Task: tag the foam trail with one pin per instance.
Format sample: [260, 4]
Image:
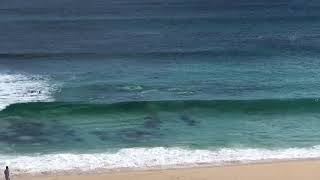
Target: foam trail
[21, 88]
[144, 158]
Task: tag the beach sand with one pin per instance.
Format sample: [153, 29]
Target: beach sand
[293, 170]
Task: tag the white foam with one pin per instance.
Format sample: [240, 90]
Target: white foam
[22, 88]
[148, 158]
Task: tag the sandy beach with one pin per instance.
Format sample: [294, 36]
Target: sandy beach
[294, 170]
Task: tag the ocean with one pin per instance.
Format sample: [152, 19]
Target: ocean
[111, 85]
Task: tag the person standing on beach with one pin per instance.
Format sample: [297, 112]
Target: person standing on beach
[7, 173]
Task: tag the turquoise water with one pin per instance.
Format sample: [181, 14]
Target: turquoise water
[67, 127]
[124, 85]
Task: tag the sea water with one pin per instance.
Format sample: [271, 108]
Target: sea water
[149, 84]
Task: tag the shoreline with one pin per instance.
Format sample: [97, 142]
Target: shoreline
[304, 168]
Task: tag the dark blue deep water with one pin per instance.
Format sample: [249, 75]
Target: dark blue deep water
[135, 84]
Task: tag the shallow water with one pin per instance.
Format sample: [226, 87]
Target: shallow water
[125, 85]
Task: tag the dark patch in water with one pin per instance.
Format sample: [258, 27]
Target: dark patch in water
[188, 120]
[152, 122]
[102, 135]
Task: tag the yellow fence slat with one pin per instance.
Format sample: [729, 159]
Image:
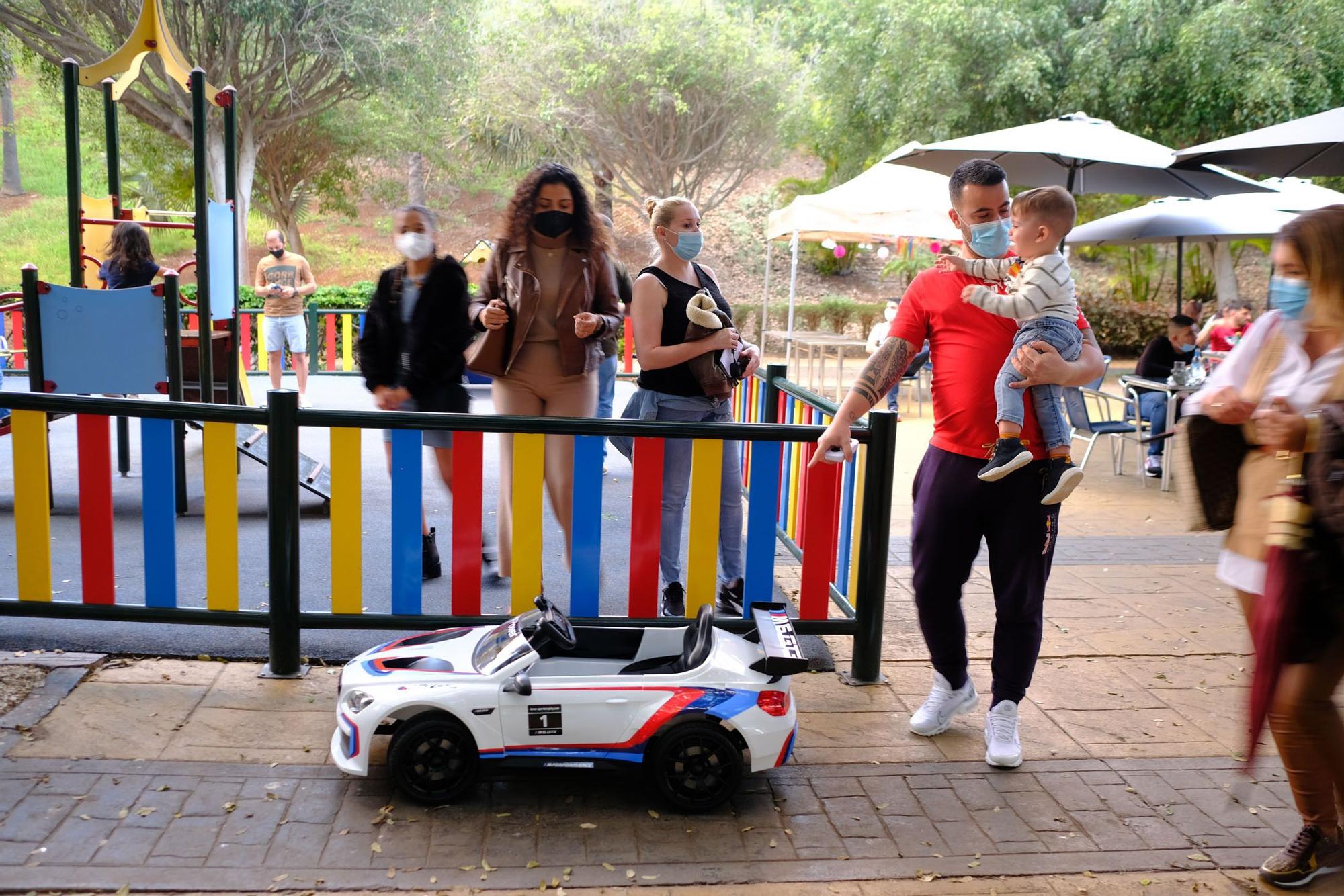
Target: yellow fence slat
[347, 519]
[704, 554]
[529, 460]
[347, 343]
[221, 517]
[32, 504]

★ ★ ★ ★ ★ ★ ★

WHAT YOU WILL DO >> Each line from the one that contains "Target: shoreline" to the end of the listing must be quoted exactly; no other line and no picture belongs in the copy.

PROBLEM SOLUTION >>
Target: shoreline
[304, 168]
Task: tag the dark blue deep water with one pin per instance.
Format sample: [249, 75]
Target: dark blue deep water
[135, 84]
Task: tag the shallow water with one pin per instance.
Format sample: [226, 87]
Target: shallow water
[125, 85]
Task: tag the dark patch in water with one pin per instance.
Format sample: [258, 27]
Target: dark patch in water
[188, 120]
[152, 122]
[102, 135]
Task: tag the yellow fence slat with one pin per instance.
Format sample: [729, 159]
Image:
Target: yellow fence slat
[347, 519]
[704, 554]
[529, 460]
[347, 343]
[221, 517]
[32, 504]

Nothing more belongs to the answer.